→ Available data
+ + + + +
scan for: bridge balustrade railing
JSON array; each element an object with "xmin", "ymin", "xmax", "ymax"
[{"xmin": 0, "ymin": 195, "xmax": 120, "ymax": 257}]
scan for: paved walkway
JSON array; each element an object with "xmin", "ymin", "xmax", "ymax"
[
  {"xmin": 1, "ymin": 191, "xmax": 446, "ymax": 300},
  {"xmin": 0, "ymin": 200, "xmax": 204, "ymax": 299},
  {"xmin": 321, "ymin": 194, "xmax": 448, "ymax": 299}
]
+ + + + +
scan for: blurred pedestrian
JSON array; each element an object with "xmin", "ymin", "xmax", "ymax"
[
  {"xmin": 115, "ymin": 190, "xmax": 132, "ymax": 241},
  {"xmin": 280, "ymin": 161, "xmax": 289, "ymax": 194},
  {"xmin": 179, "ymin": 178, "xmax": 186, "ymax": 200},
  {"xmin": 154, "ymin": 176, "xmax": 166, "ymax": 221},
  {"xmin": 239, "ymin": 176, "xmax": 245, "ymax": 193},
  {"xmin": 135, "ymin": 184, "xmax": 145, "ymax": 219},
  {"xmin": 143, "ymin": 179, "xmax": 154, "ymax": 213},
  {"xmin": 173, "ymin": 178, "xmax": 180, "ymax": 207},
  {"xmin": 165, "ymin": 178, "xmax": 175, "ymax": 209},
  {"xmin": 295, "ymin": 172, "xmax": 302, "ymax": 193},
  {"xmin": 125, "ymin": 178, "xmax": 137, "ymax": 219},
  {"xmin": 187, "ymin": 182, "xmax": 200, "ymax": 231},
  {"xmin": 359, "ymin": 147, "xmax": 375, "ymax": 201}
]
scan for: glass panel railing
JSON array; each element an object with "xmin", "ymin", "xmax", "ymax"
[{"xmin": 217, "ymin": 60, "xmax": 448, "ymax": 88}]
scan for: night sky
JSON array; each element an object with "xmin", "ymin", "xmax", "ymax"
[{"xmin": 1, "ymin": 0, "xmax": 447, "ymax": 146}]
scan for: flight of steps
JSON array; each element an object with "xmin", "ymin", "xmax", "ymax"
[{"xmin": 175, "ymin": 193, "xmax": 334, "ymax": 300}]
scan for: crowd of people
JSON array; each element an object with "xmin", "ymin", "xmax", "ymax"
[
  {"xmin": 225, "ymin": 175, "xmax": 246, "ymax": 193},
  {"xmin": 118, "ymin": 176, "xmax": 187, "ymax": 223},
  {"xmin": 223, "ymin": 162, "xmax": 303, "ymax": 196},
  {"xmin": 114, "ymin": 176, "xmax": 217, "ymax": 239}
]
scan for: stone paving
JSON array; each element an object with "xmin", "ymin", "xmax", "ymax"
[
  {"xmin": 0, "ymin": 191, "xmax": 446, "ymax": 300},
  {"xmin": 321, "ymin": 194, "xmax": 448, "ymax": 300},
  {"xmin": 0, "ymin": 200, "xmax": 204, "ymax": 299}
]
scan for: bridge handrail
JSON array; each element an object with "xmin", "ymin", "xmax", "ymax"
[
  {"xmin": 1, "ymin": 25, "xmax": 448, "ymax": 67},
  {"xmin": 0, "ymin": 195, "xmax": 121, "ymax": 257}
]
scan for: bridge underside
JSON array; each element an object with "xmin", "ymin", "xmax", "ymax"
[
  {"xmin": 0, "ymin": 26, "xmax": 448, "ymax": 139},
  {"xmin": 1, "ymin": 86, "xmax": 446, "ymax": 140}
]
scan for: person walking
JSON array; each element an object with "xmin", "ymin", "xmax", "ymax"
+ + + + +
→ Exercise details
Could you reproduce, exactly, every line above from the line with "scan for: bridge balustrade railing" to the line with "scan for: paved walkway", and no other line? Both ends count.

→ Written solution
scan for: bridge balustrade railing
JSON array; each element an object with "xmin", "ymin", "xmax", "ymax"
[{"xmin": 0, "ymin": 195, "xmax": 120, "ymax": 257}]
scan for: paved walkway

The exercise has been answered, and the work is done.